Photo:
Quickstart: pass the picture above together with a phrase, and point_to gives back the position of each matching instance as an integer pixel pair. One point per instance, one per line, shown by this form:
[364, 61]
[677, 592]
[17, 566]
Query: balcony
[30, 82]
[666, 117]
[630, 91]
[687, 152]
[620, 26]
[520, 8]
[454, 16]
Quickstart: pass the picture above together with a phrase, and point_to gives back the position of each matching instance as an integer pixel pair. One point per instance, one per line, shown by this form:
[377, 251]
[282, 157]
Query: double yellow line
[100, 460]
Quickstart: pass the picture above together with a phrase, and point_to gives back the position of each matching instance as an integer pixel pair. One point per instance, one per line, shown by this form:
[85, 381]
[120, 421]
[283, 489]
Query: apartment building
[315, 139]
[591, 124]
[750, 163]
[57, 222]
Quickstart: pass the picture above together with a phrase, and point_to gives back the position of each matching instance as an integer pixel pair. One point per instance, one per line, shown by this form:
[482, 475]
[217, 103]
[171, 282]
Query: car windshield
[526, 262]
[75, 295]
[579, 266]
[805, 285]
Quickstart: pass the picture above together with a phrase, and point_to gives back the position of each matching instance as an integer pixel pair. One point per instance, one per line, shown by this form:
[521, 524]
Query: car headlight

--------

Work to do: Can you lay out every line of the material above as a Markdown table with two columns, "Row" for the row number and "Line" for the line itself, skipping any blank lines?

Answer for this exercise:
| Row | Line |
|---|---|
| 1 | Photo: |
| 2 | Quickstart: pass the picture above together with a phrase, and point_to gives back the position of each matching instance as an integer pixel pair. One point per instance, one per line, shown by this form: |
| 3 | [364, 61] |
| 4 | [677, 592] |
| 5 | [17, 566] |
| 6 | Query: balcony |
| 7 | [30, 82] |
| 8 | [666, 117] |
| 9 | [630, 91] |
| 10 | [687, 152] |
| 11 | [620, 26] |
| 12 | [520, 8] |
| 13 | [454, 16] |
| 14 | Quickstart: pass the picture above together with a phrase, and point_to gives back the position of each matching instance as an integer pixel pair. One point per instance, one per line, shown by this form: |
| 15 | [377, 251] |
| 16 | [282, 157] |
| 17 | Query: double yellow line |
| 18 | [100, 460] |
| 19 | Quickstart: pass the picture above together with a phrase, and point_to gives back the position of each matching instance as an integer pixel pair. One point per instance, one per line, shown by this form: |
| 20 | [85, 381] |
| 21 | [120, 421] |
| 22 | [283, 489] |
| 23 | Query: apartment building |
| 24 | [315, 139] |
| 25 | [591, 124] |
| 26 | [750, 163] |
| 27 | [57, 222] |
| 28 | Quickstart: pass the picture above together with a phrase, and point_to gives back the position of each matching instance as an integer pixel pair. One point per instance, one per line, shown by this form: |
| 29 | [482, 475] |
| 30 | [217, 103] |
| 31 | [171, 282] |
| 32 | Query: car windshield |
| 33 | [526, 262] |
| 34 | [75, 295] |
| 35 | [579, 266] |
| 36 | [805, 285] |
| 37 | Quickstart: pass the picture above together with a phrase, and point_to gives back the position of each matching instance as an integer pixel pair. One point per instance, one per line, shown by this form: |
| 38 | [521, 524] |
| 39 | Query: car headlight |